• Records provided
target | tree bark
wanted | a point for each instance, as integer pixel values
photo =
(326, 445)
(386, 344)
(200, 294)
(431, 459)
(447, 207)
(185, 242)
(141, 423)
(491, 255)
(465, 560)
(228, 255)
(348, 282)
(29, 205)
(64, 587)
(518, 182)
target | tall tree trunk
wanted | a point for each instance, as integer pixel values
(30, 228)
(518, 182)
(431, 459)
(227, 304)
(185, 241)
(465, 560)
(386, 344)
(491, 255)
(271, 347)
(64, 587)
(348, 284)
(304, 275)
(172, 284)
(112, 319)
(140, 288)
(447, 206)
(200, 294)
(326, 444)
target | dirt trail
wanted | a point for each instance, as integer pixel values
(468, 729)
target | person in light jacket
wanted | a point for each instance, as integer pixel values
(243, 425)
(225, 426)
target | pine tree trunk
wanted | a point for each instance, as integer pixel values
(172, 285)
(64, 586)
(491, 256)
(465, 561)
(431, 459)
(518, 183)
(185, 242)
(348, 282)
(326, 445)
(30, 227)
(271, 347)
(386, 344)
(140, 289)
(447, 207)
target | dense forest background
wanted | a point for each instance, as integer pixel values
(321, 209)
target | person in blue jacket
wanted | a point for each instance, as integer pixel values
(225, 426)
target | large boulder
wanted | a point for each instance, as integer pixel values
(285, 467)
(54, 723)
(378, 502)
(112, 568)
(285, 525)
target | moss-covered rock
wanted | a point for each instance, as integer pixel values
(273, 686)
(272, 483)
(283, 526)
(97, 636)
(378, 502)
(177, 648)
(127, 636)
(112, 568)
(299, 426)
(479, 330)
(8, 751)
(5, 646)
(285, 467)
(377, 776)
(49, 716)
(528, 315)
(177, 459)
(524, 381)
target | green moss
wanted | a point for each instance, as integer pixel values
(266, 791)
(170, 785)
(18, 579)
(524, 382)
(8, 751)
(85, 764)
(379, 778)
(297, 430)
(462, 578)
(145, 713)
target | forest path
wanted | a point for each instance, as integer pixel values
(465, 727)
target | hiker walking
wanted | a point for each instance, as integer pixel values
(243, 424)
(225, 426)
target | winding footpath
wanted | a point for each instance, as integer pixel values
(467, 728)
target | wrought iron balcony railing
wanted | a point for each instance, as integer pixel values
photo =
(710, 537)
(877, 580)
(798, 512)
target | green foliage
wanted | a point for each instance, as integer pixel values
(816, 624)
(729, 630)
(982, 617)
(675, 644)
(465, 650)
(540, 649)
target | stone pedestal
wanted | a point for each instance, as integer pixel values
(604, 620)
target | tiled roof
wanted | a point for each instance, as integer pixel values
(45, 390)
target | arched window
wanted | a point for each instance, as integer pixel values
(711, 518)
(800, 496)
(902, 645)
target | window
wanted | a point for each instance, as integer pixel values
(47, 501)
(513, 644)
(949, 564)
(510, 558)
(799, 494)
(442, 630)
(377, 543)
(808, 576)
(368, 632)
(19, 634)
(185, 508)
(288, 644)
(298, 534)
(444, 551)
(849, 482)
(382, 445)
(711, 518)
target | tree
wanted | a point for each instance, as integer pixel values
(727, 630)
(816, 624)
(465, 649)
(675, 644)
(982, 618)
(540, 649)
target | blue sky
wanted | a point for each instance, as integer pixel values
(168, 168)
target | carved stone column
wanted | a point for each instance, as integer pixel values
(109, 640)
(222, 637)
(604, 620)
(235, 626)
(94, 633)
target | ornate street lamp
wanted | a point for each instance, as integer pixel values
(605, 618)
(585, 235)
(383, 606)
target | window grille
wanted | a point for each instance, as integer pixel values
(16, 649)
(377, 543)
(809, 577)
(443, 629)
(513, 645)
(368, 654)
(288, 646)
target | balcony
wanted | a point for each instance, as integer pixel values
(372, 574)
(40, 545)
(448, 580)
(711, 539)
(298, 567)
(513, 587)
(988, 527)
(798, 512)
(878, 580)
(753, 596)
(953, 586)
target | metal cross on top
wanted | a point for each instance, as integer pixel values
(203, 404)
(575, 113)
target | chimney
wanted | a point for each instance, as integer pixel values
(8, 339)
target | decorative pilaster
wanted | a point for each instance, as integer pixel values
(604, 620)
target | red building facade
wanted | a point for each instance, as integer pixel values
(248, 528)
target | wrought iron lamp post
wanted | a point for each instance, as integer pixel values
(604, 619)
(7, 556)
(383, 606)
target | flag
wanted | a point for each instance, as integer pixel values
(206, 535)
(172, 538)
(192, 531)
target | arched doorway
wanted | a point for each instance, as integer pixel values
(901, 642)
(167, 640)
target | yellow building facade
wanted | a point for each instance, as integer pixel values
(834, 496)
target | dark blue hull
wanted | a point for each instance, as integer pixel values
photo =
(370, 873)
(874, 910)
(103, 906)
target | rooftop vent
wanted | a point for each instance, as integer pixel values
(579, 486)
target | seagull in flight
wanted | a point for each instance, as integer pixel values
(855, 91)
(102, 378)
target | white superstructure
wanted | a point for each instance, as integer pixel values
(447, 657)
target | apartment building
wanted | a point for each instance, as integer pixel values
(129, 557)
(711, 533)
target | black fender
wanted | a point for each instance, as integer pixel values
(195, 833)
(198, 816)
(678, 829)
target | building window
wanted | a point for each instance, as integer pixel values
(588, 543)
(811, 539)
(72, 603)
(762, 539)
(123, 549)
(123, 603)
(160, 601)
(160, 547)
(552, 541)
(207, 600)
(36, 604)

• Task statement
A verbatim reproduction of all the records above is the expected answer.

• Solution
target | tree bark
wanted | a point for each instance, as integer pixel values
photo =
(326, 445)
(386, 344)
(200, 294)
(431, 459)
(447, 207)
(185, 242)
(141, 423)
(491, 255)
(465, 560)
(228, 255)
(348, 282)
(29, 205)
(64, 587)
(518, 182)
target | tall tree trunk
wanted | a point for each instance, as integer pixel values
(30, 228)
(518, 182)
(431, 459)
(227, 304)
(185, 241)
(465, 560)
(386, 344)
(491, 255)
(271, 347)
(64, 587)
(348, 284)
(304, 275)
(172, 284)
(112, 319)
(140, 288)
(447, 206)
(200, 294)
(326, 444)
target | dirt trail
wanted | a point for each instance, as integer pixel values
(468, 729)
target | person in light jacket
wanted | a point for each instance, as integer pixel values
(243, 425)
(225, 426)
target | pine tree trunk
wanted | a point for each instance, as integer pixel values
(172, 285)
(64, 586)
(491, 256)
(465, 561)
(431, 459)
(518, 183)
(185, 242)
(348, 282)
(326, 445)
(30, 227)
(271, 347)
(386, 344)
(140, 289)
(447, 207)
target | dense forest background
wanted | a point for each instance, as integer pixel values
(321, 209)
target | person in blue jacket
wanted | a point for each instance, as integer pixel values
(225, 426)
target | large boulder
wanted | a point for each instance, as integer pixel values
(285, 467)
(54, 723)
(378, 502)
(112, 568)
(285, 525)
target | moss-covered rock
wanted | a point for each instance, as integer pixel values
(273, 686)
(272, 483)
(283, 526)
(97, 636)
(378, 502)
(177, 648)
(127, 636)
(112, 568)
(299, 426)
(479, 330)
(8, 751)
(5, 646)
(285, 467)
(377, 776)
(49, 716)
(528, 315)
(177, 459)
(524, 381)
target | green moss
wanted | a point for each instance, as integer pixel values
(266, 791)
(170, 785)
(18, 579)
(524, 382)
(8, 751)
(85, 764)
(379, 778)
(297, 430)
(462, 578)
(145, 713)
target | forest path
wanted | a point for each instance, as integer pixel values
(465, 727)
target | hiker walking
wanted | a point for each instance, as integer pixel values
(243, 424)
(225, 426)
target | winding footpath
wanted | a point for each instance, as integer pixel values
(467, 728)
target | wrought iron balcony railing
wanted | a point for each instance, as integer pixel values
photo =
(710, 537)
(877, 580)
(798, 512)
target | green foliage
wanted | a point for each instance, as integer pixel values
(816, 624)
(729, 630)
(982, 617)
(675, 644)
(465, 650)
(540, 649)
target | stone pedestal
wanted | a point for each instance, as integer pixel values
(604, 620)
target | tiled roof
wanted | a point for each instance, as integer pixel values
(45, 390)
target | arched window
wanted | a point for each instance, as integer pixel values
(711, 518)
(800, 496)
(902, 645)
target | window
wanted | a point for each instance, as integer pixel values
(47, 501)
(513, 644)
(949, 564)
(510, 558)
(799, 494)
(442, 630)
(377, 543)
(808, 576)
(368, 632)
(19, 634)
(185, 508)
(288, 644)
(298, 534)
(444, 551)
(849, 482)
(382, 445)
(711, 518)
target | tree
wanted | a point for each instance, as integer pixel values
(727, 630)
(816, 624)
(465, 649)
(675, 644)
(982, 618)
(540, 649)
target | blue sky
wanted | a point for each instance, as integer pixel values
(168, 168)
target | carved stone column
wanted | a point for each instance, as integer pixel values
(109, 640)
(222, 637)
(604, 620)
(235, 626)
(94, 633)
target | ornate street lamp
wanted | a point for each instance, as integer pixel values
(605, 618)
(585, 235)
(383, 606)
target | window grille
wanted | a point for each instance, as integer pixel values
(16, 649)
(377, 543)
(809, 577)
(443, 629)
(513, 645)
(368, 654)
(288, 646)
target | balcony
wanted | a point for each instance, as integer pixel values
(372, 574)
(40, 545)
(448, 580)
(711, 539)
(298, 567)
(513, 587)
(988, 527)
(798, 512)
(878, 580)
(753, 596)
(953, 586)
target | metal cross on top
wanted | a point for each instance, as integer pixel values
(203, 404)
(575, 113)
target | chimney
wanted | a point for each instance, as integer pixel values
(8, 339)
target | decorative pilaster
wanted | a point for each instance, as integer pixel values
(604, 620)
target | red building facade
wanted | a point for each instance, as integer pixel values
(248, 528)
target | wrought iron lamp post
wanted | a point for each instance, as integer pixel values
(604, 619)
(7, 556)
(383, 606)
target | flag
wanted | a point for each instance, as integer pixel values
(206, 535)
(172, 538)
(192, 531)
target | arched doorway
wanted | a point for each instance, as integer pixel values
(901, 642)
(167, 640)
target | yellow building facade
wanted | a point for each instance, as integer pixel values
(834, 496)
target | dark blue hull
wanted | a point for each instance, as integer pixel values
photo =
(370, 873)
(874, 910)
(103, 906)
target | rooftop vent
wanted | a point for each instance, as integer pixel values
(579, 486)
target | seagull in flight
wanted | a point for each instance, as integer pixel values
(855, 91)
(102, 378)
target | white superstructure
wanted | a point for each instance, as integer pixel values
(447, 657)
target | apartment building
wanted | a point for each instance, as integer pixel values
(129, 557)
(711, 533)
target | black fender
wanted | a point for each instance, as integer pixel values
(195, 833)
(198, 816)
(678, 829)
target | building window
wanted | a point for each instance, as integer pixel values
(588, 543)
(811, 539)
(72, 603)
(762, 539)
(123, 549)
(123, 603)
(160, 601)
(160, 547)
(552, 541)
(207, 600)
(36, 604)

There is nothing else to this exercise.